> _WORK TO BE COMPLETED_
Your task is to output the data exactly as it stands.

Annotated coordinate records:
--
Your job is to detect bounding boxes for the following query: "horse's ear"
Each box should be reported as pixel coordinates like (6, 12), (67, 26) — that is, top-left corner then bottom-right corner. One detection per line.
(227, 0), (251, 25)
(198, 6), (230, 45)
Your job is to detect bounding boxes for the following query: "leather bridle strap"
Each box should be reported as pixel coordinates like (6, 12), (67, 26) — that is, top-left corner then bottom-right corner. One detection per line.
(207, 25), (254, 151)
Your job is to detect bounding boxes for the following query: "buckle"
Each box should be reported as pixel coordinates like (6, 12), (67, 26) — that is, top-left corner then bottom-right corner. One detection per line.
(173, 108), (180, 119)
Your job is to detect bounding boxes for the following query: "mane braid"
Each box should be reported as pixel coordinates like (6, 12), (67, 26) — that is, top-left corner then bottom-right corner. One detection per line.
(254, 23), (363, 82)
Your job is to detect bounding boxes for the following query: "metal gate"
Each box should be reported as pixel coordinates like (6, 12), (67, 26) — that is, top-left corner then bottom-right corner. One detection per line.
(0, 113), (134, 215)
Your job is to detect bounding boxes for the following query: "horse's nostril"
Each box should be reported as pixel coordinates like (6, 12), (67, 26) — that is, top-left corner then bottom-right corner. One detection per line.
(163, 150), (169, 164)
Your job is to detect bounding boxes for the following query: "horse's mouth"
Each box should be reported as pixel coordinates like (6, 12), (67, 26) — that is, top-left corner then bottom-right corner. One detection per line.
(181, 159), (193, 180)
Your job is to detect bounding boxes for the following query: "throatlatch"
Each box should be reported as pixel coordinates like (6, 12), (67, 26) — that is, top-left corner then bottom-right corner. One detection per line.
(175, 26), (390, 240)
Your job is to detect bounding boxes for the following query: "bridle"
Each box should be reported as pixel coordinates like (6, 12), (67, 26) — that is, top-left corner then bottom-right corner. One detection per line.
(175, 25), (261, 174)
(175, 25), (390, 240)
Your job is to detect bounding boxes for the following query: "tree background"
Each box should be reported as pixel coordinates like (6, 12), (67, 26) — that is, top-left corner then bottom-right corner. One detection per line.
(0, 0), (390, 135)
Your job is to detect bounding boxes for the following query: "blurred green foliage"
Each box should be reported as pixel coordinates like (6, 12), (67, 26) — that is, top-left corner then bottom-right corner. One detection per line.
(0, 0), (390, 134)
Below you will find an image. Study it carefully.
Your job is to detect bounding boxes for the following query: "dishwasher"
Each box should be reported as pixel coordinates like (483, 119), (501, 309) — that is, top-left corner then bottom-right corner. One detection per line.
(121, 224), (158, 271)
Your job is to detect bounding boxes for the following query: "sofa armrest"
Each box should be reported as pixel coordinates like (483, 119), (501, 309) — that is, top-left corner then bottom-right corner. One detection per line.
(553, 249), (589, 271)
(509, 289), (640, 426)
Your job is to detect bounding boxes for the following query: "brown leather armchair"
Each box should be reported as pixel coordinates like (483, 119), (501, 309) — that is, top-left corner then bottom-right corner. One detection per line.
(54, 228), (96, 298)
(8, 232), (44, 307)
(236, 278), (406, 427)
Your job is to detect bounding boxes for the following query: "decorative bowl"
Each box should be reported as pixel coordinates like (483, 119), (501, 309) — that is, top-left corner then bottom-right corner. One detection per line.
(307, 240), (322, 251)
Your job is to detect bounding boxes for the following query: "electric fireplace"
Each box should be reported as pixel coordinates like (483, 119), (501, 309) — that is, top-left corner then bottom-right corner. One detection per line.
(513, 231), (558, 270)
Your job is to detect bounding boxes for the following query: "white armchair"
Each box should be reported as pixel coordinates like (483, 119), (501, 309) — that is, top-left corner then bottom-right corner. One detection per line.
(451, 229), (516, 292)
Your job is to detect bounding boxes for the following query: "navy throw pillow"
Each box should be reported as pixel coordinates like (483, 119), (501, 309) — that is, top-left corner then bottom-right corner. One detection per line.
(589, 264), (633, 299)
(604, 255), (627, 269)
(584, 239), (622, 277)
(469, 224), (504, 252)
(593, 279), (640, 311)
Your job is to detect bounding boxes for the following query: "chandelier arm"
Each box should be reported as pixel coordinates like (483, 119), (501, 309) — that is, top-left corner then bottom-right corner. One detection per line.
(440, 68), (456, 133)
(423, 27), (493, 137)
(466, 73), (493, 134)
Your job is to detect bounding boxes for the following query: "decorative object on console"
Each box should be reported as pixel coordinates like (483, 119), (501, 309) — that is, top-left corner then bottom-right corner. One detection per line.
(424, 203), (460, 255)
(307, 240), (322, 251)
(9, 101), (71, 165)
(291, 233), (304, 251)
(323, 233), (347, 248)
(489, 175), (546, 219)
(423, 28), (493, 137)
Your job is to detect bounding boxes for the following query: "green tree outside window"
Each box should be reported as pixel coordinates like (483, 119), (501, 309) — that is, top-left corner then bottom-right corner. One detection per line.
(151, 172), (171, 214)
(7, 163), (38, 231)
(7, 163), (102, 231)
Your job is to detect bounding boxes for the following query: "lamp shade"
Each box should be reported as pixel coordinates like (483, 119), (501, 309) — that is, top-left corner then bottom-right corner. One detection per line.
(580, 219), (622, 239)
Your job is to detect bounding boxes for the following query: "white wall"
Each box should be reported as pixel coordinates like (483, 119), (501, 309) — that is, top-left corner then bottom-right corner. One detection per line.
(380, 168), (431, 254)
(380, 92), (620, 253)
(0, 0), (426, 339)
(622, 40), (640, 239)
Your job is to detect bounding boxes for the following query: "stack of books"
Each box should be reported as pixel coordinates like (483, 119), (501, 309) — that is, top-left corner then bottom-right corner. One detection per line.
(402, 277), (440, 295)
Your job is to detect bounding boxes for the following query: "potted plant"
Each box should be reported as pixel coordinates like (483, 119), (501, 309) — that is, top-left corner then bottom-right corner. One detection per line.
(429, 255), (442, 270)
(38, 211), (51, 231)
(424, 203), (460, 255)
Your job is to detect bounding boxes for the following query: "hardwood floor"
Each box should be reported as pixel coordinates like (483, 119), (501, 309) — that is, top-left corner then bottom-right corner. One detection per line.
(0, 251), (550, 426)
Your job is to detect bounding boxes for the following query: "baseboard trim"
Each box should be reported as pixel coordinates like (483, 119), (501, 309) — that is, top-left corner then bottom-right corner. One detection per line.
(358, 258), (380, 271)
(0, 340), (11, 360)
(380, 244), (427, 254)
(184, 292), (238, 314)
--
> _WORKED ANSWER_
Your job is to detect bounding boxes for the following query: "horse's ear"
Each box should be reported as pixel coordinates like (6, 12), (67, 26) — that is, top-left corner then bottom-right corner. One detection per line.
(227, 0), (251, 25)
(198, 6), (230, 45)
Your job is to detect bounding boxes for the following query: "leather bridle strap"
Each box should be reported as pixel coordinates like (6, 12), (67, 26) — that is, top-left corner then bottom-right corner. One detection per line.
(207, 25), (254, 151)
Your job is to detect bounding boxes for the following query: "buckle"
Each box should be reported as pixel coordinates like (6, 12), (67, 26) — that is, top-left corner then bottom-right corner. One detection per line.
(173, 108), (180, 119)
Your job is to detect bounding boxes for the following query: "mane braid"
Each box should be reported as pixel coordinates like (6, 12), (67, 26) — that is, top-left corner then bottom-right corner. One detection per line.
(254, 23), (363, 82)
Your job is to detect bounding boxes for the following query: "metal gate"
Each box should be reported as pixel coordinates like (6, 12), (67, 26) — that is, top-left corner then bottom-right corner. One detection per line.
(0, 113), (134, 215)
Your job is to detect bounding boxes for the following query: "horse's nostril"
Each box should be reported as pixel coordinates like (6, 12), (67, 26) — that is, top-left corner then bottom-right corner. One detection per line.
(163, 150), (169, 164)
Your job is to detect bounding boxes for the following query: "horse's mouth"
Each box should be reported as pixel coordinates like (6, 12), (67, 26) — that is, top-left corner then bottom-right corner. One detection per line.
(181, 159), (193, 180)
Your job is to detect bounding boxes for the following query: "throatlatch"
Each box should be reported as pixel coordinates like (6, 12), (67, 26) — that is, top-left corner then bottom-right corner. One detection per line.
(175, 26), (390, 240)
Your job is to detect bounding boxes for the following query: "bridle"
Each box should be reported as pixel coordinates like (6, 12), (67, 26) — that is, top-left corner then bottom-right corner. One detection per line.
(175, 25), (261, 174)
(175, 25), (390, 240)
Your job is to detect bounding boxes for the following query: "tree background"
Each box should be reported as pixel coordinates like (6, 12), (67, 26) — that is, top-left corner then bottom-right corner. One detection per line.
(0, 0), (390, 135)
Your job is to detect bounding boxes for the following query: "blurred green foliage"
Each box should be reported as pixel coordinates like (6, 12), (67, 26) — that is, top-left corner then bottom-right corner. One detection per line.
(0, 0), (390, 134)
Below you will find an image. Study it carefully.
Your job is to detect bounding boxes for the following query: "dishwasher"
Each box should be reported as pixel coordinates like (483, 119), (501, 309) — that is, top-left corner then bottom-right corner. One detection per line.
(121, 224), (158, 271)
Your job is to detect bounding boxes for the following query: "sofa armrest"
Each box should be reported as pixel coordinates like (483, 119), (501, 309) — that is, top-left corner then bottom-right corner. One detection per line.
(553, 249), (589, 271)
(509, 289), (640, 426)
Your job is to detect bounding boxes for the following query: "brown leather armchair"
Each box should be reported as pixel coordinates like (483, 119), (501, 309) — that is, top-left corner then bottom-right corner. One detection per line.
(54, 228), (96, 298)
(8, 232), (44, 307)
(236, 278), (406, 427)
Your job is to detect bounding boxes for the following query: "decorative bowl"
Each box should be reported as pixel coordinates like (483, 119), (501, 309) — that is, top-left corner then bottom-right corner. One detection per line.
(307, 240), (322, 251)
Your job is to detect bounding boxes for the following query: "electric fireplace"
Each box should be reported as pixel coordinates like (483, 119), (501, 309) — that is, top-left corner then bottom-right corner. One detection per line.
(513, 231), (558, 270)
Your job is to detect bounding boxes for the following query: "white armchair"
Each box should be reported as pixel coordinates like (483, 119), (501, 309) — that is, top-left corner then bottom-right corner. One detection per line.
(451, 229), (516, 292)
Your job is to detect bounding boxes for the following query: "navy throw pillow"
Each box should be reported as pixel coordinates like (483, 119), (501, 309) — that is, top-left corner then bottom-right corner. One detection per line.
(589, 264), (633, 299)
(604, 255), (627, 269)
(584, 239), (622, 277)
(469, 224), (504, 252)
(593, 279), (640, 311)
Your job is to detect bounding boxes for the following query: "chandelier arm"
Each box should be reported as pixel coordinates like (483, 119), (501, 309) — that is, top-left corner then bottom-right corner. One detection per line.
(440, 68), (456, 133)
(423, 27), (493, 137)
(466, 73), (493, 134)
Your job is to detect bounding boxes for the following query: "decorative object on console"
Each box should be reported as pixel coordinates like (483, 119), (501, 309) — that is, top-left corner then bottom-right corner. One detection per line.
(424, 203), (460, 255)
(307, 240), (322, 251)
(9, 101), (71, 165)
(291, 233), (304, 251)
(323, 233), (347, 248)
(489, 175), (546, 219)
(423, 28), (493, 137)
Your job is to detect bounding boxes for the following query: "green tree outside window"
Each box should be reported as pixel coordinates like (483, 119), (501, 309) — that is, top-left corner then bottom-right corner. One detection per line.
(151, 172), (171, 214)
(7, 163), (38, 231)
(7, 163), (102, 231)
Your job is to detect bounding boxes for the following query: "lamp shade"
Each box should be reported as pixel coordinates like (483, 119), (501, 309) — that is, top-left corner then bottom-right corner. One detection per line.
(580, 219), (622, 239)
Your job is to detect bounding boxes for the following query: "white wall"
Each box should be reported as pixel coordinates like (483, 119), (501, 309) — that is, top-left corner then bottom-right corner. One detection per line.
(380, 168), (431, 254)
(380, 92), (620, 253)
(0, 0), (426, 339)
(622, 40), (640, 239)
Your job is to detect bounding boxes for the following query: "stack of books"
Each box should be reported as pixel coordinates like (483, 119), (501, 309) — that is, top-left corner then bottom-right corner. One detection per line.
(402, 277), (440, 295)
Your job is to detect bounding boxes for the following query: "potted plant"
Each box should be reported as pixel coordinates like (483, 119), (501, 309) — that is, top-left corner then bottom-right corner. One detection per line.
(429, 255), (442, 270)
(38, 211), (51, 231)
(424, 203), (460, 255)
Your job is to detect bounding boxes for the following query: "hardwood floor"
Each box should be reported as pixel coordinates like (483, 119), (501, 309) — that is, top-left corner then bottom-right corner. One detection per line.
(0, 251), (550, 426)
Your job is to detect bounding boxes for the following query: "baseboard trim"
Each box should be reported as pixel coordinates like (483, 119), (501, 309) — that is, top-left corner then bottom-right corner. One detection per line.
(358, 258), (380, 271)
(0, 340), (11, 360)
(380, 244), (427, 254)
(184, 292), (238, 314)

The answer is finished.